ASSIGNED TASK
Search the material for "gets" and show all lines that contain it.

DATA

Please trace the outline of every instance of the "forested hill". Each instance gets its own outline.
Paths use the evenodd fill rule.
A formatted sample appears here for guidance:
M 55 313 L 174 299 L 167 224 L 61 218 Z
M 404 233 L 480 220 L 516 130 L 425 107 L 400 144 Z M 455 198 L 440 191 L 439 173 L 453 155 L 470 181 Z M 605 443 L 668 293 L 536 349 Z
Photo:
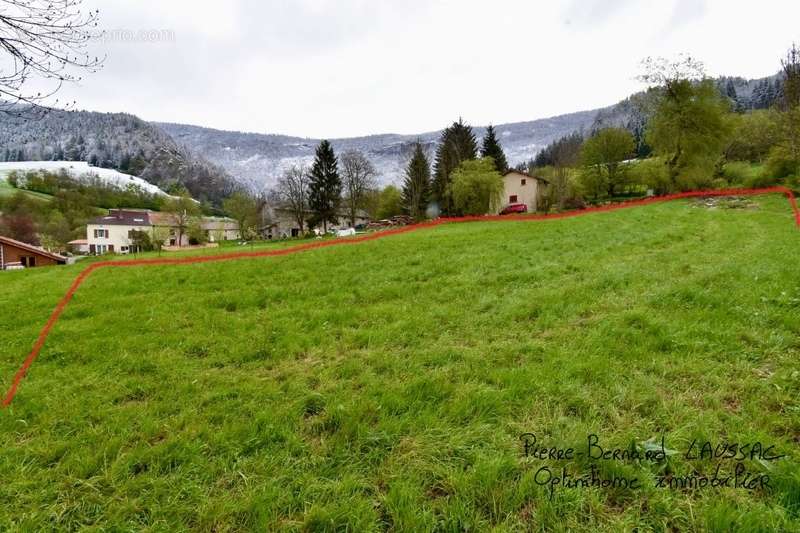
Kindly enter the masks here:
M 740 110 L 767 108 L 781 92 L 777 75 L 758 80 L 723 77 L 717 83 Z M 646 115 L 647 94 L 639 93 L 606 108 L 499 124 L 495 130 L 509 163 L 517 165 L 574 132 L 622 126 L 641 139 Z M 483 127 L 473 129 L 478 138 L 483 136 Z M 402 180 L 417 139 L 432 152 L 439 136 L 440 132 L 434 131 L 331 141 L 337 153 L 351 149 L 364 152 L 386 184 Z M 183 186 L 195 198 L 216 204 L 240 184 L 257 189 L 269 187 L 289 166 L 309 165 L 319 141 L 148 123 L 124 113 L 57 111 L 27 121 L 0 114 L 0 161 L 87 161 L 140 176 L 166 191 Z
M 236 187 L 221 167 L 126 113 L 0 113 L 0 161 L 85 161 L 139 176 L 166 191 L 181 187 L 219 203 Z
M 770 107 L 780 95 L 778 76 L 758 80 L 723 77 L 720 90 L 741 110 Z M 646 116 L 646 94 L 639 93 L 602 109 L 593 109 L 551 118 L 495 125 L 495 130 L 511 165 L 532 159 L 554 140 L 574 132 L 588 133 L 606 126 L 627 127 L 641 137 Z M 203 154 L 247 183 L 269 186 L 291 165 L 310 164 L 320 139 L 221 131 L 186 124 L 157 124 L 176 142 L 192 152 Z M 484 128 L 474 127 L 481 138 Z M 357 149 L 364 152 L 378 169 L 383 183 L 399 183 L 413 148 L 420 139 L 431 151 L 440 132 L 418 135 L 383 134 L 348 139 L 331 139 L 337 153 Z
M 509 161 L 530 159 L 551 141 L 577 130 L 587 130 L 598 110 L 580 111 L 552 118 L 495 125 Z M 457 118 L 457 117 L 454 117 Z M 310 164 L 320 139 L 222 131 L 186 124 L 158 123 L 176 142 L 201 153 L 232 175 L 249 183 L 271 185 L 293 164 Z M 446 124 L 443 124 L 445 126 Z M 485 128 L 473 128 L 478 138 Z M 417 135 L 382 134 L 331 139 L 337 153 L 361 150 L 378 170 L 383 183 L 399 183 L 414 143 L 419 139 L 434 148 L 441 132 Z

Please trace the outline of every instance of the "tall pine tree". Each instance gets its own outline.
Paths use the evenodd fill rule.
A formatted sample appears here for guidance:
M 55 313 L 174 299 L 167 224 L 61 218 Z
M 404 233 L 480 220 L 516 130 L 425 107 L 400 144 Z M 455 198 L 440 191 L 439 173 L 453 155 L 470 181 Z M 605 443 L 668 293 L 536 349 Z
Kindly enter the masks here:
M 406 178 L 403 182 L 403 209 L 415 220 L 425 216 L 431 186 L 431 167 L 422 144 L 417 141 L 414 155 L 406 167 Z
M 508 172 L 506 154 L 503 153 L 503 147 L 500 146 L 500 141 L 497 140 L 497 135 L 494 133 L 494 126 L 491 124 L 486 128 L 486 135 L 483 137 L 481 157 L 494 159 L 494 168 L 497 169 L 500 175 L 505 175 Z
M 450 191 L 453 171 L 462 161 L 475 159 L 477 155 L 478 142 L 475 134 L 461 119 L 442 132 L 433 171 L 433 196 L 439 202 L 442 214 L 452 215 L 455 212 Z
M 322 141 L 317 147 L 311 181 L 308 184 L 308 207 L 311 209 L 312 226 L 322 224 L 328 232 L 328 222 L 335 223 L 342 197 L 342 180 L 339 178 L 338 162 L 333 147 Z

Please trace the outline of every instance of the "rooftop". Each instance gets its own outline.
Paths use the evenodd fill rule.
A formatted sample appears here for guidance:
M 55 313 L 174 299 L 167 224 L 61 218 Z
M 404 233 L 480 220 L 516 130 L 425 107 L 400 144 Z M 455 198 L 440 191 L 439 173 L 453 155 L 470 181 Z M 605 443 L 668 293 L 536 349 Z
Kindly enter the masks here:
M 25 250 L 27 252 L 31 252 L 31 253 L 38 254 L 38 255 L 43 255 L 43 256 L 49 257 L 50 259 L 53 259 L 54 261 L 57 261 L 59 263 L 66 263 L 67 262 L 67 258 L 64 257 L 63 255 L 58 255 L 58 254 L 54 254 L 52 252 L 48 252 L 44 248 L 39 248 L 38 246 L 34 246 L 32 244 L 28 244 L 28 243 L 25 243 L 25 242 L 22 242 L 22 241 L 18 241 L 18 240 L 12 239 L 10 237 L 3 237 L 2 235 L 0 235 L 0 244 L 5 244 L 5 245 L 8 245 L 8 246 L 14 246 L 15 248 L 20 248 L 20 249 Z
M 531 178 L 531 179 L 533 179 L 533 180 L 539 180 L 539 181 L 542 181 L 542 182 L 544 182 L 544 183 L 550 183 L 550 182 L 549 182 L 549 181 L 547 181 L 546 179 L 544 179 L 544 178 L 540 178 L 539 176 L 531 176 L 531 175 L 530 175 L 530 174 L 528 174 L 527 172 L 523 172 L 523 171 L 521 171 L 521 170 L 514 170 L 514 169 L 511 169 L 511 170 L 509 170 L 508 172 L 506 172 L 505 174 L 503 174 L 503 177 L 505 178 L 505 177 L 506 177 L 506 176 L 508 176 L 509 174 L 519 174 L 520 176 L 525 176 L 525 177 Z
M 202 223 L 204 226 L 222 227 L 236 224 L 236 221 L 226 217 L 202 217 Z M 175 226 L 177 221 L 172 213 L 148 209 L 109 209 L 107 215 L 90 220 L 89 224 L 99 226 Z
M 150 226 L 152 211 L 146 209 L 110 209 L 109 213 L 89 221 L 103 226 Z

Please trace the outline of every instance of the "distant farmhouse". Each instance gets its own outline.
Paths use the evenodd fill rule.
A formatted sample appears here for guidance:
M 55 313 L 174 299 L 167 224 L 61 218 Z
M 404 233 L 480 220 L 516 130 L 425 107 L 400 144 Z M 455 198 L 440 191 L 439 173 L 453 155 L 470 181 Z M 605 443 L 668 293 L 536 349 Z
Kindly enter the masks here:
M 291 209 L 283 205 L 266 205 L 261 212 L 261 234 L 265 239 L 288 239 L 301 237 L 307 231 L 315 229 L 322 230 L 322 226 L 317 228 L 308 227 L 308 219 L 311 218 L 311 211 L 306 211 L 306 227 L 300 228 L 295 221 Z M 356 226 L 369 224 L 369 215 L 364 210 L 356 211 Z M 341 210 L 337 215 L 336 222 L 328 224 L 329 230 L 338 230 L 350 227 L 350 214 Z
M 108 215 L 98 217 L 86 226 L 88 252 L 93 255 L 105 253 L 127 254 L 137 251 L 135 237 L 144 232 L 152 241 L 162 241 L 164 246 L 188 246 L 189 236 L 180 235 L 179 224 L 174 215 L 147 209 L 111 209 Z M 235 240 L 239 238 L 236 221 L 222 217 L 203 217 L 200 227 L 208 242 Z M 180 242 L 178 239 L 180 238 Z
M 0 236 L 0 270 L 65 265 L 67 258 L 47 250 Z
M 544 178 L 537 178 L 519 170 L 510 170 L 503 176 L 503 199 L 500 210 L 524 204 L 527 206 L 527 211 L 538 211 L 539 198 L 548 186 L 549 183 Z

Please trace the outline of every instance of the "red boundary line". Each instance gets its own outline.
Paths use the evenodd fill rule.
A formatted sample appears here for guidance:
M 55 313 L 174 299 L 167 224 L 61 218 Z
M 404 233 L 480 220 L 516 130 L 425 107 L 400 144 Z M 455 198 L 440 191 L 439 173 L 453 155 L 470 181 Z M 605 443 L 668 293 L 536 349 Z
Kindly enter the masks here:
M 306 250 L 314 250 L 317 248 L 327 248 L 329 246 L 337 246 L 341 244 L 358 244 L 366 241 L 374 241 L 376 239 L 382 239 L 384 237 L 389 237 L 391 235 L 398 235 L 401 233 L 409 233 L 412 231 L 417 231 L 424 228 L 430 228 L 439 226 L 441 224 L 449 224 L 454 222 L 485 222 L 485 221 L 510 221 L 510 220 L 518 220 L 518 221 L 533 221 L 533 220 L 555 220 L 561 218 L 570 218 L 580 215 L 586 215 L 589 213 L 597 213 L 602 211 L 614 211 L 617 209 L 624 209 L 629 207 L 637 207 L 643 205 L 650 205 L 654 203 L 660 202 L 668 202 L 671 200 L 677 200 L 681 198 L 693 198 L 693 197 L 703 197 L 703 196 L 742 196 L 742 195 L 759 195 L 759 194 L 770 194 L 770 193 L 781 193 L 784 194 L 787 199 L 789 200 L 789 204 L 792 207 L 792 211 L 794 212 L 795 223 L 798 227 L 800 227 L 800 209 L 797 207 L 797 200 L 792 193 L 792 191 L 786 187 L 767 187 L 762 189 L 722 189 L 722 190 L 715 190 L 715 191 L 693 191 L 693 192 L 684 192 L 678 194 L 670 194 L 667 196 L 654 196 L 650 198 L 644 198 L 641 200 L 631 200 L 627 202 L 615 203 L 615 204 L 608 204 L 603 206 L 597 207 L 590 207 L 587 209 L 582 209 L 579 211 L 566 211 L 563 213 L 556 213 L 556 214 L 548 214 L 548 215 L 494 215 L 494 216 L 469 216 L 469 217 L 458 217 L 458 218 L 440 218 L 437 220 L 432 220 L 429 222 L 423 222 L 421 224 L 415 224 L 412 226 L 404 226 L 402 228 L 390 229 L 386 231 L 370 233 L 367 235 L 363 235 L 361 237 L 356 237 L 353 239 L 342 239 L 342 240 L 328 240 L 328 241 L 319 241 L 319 242 L 312 242 L 308 244 L 302 244 L 299 246 L 292 246 L 289 248 L 282 248 L 279 250 L 262 250 L 262 251 L 251 251 L 251 252 L 237 252 L 237 253 L 230 253 L 230 254 L 218 254 L 218 255 L 207 255 L 207 256 L 199 256 L 199 257 L 182 257 L 182 258 L 174 258 L 174 259 L 136 259 L 131 261 L 101 261 L 99 263 L 93 263 L 88 268 L 83 270 L 75 280 L 70 285 L 69 289 L 67 290 L 66 294 L 61 298 L 56 305 L 53 313 L 50 315 L 49 320 L 42 328 L 42 331 L 39 333 L 39 337 L 36 339 L 36 342 L 33 345 L 33 349 L 31 349 L 28 357 L 25 358 L 25 361 L 22 363 L 22 366 L 17 371 L 16 375 L 14 376 L 14 380 L 11 383 L 11 387 L 8 389 L 8 392 L 3 399 L 2 407 L 8 407 L 11 404 L 11 401 L 14 399 L 14 396 L 17 393 L 17 389 L 19 388 L 19 384 L 22 382 L 25 374 L 27 374 L 28 369 L 30 369 L 33 362 L 39 356 L 39 352 L 42 350 L 45 341 L 47 340 L 47 336 L 50 334 L 50 330 L 53 329 L 56 322 L 58 322 L 61 313 L 66 308 L 67 304 L 72 300 L 75 291 L 81 286 L 81 284 L 86 281 L 86 278 L 100 268 L 104 267 L 131 267 L 131 266 L 153 266 L 153 265 L 183 265 L 183 264 L 192 264 L 192 263 L 210 263 L 212 261 L 231 261 L 235 259 L 249 259 L 249 258 L 256 258 L 256 257 L 273 257 L 273 256 L 281 256 L 281 255 L 290 255 L 295 254 L 298 252 L 304 252 Z

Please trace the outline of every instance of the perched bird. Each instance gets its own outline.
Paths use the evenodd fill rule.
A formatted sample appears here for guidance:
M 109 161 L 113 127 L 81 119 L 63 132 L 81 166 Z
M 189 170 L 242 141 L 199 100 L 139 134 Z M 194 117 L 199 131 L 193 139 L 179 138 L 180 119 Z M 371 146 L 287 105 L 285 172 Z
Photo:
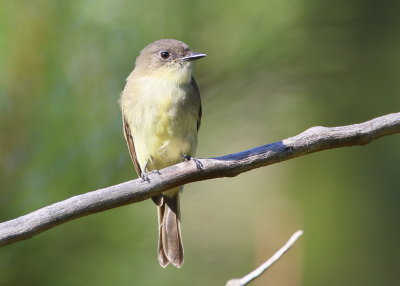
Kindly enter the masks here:
M 136 58 L 121 94 L 123 129 L 136 172 L 147 172 L 194 156 L 201 120 L 201 100 L 192 76 L 193 61 L 205 57 L 183 42 L 158 40 Z M 179 192 L 182 187 L 153 197 L 158 207 L 158 261 L 183 264 Z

RESPONSE TO THE EXERCISE
Please trace the outline of every instance of the "forested hill". Each instance gets its own outline.
Please trace the outline of every instance of the "tall pine tree". Each instance gets its own outline.
Please trace the outline of every instance of the "rooftop". Each instance gets its own outline.
Please trace the outline of every instance of the "distant farmhouse". Each instance gets its own outline.
Please trace the outline of every instance of the "red boundary line". Each instance gets its own outline.
Please trace the outline of every instance of the perched bird. Each instance gets its own outline.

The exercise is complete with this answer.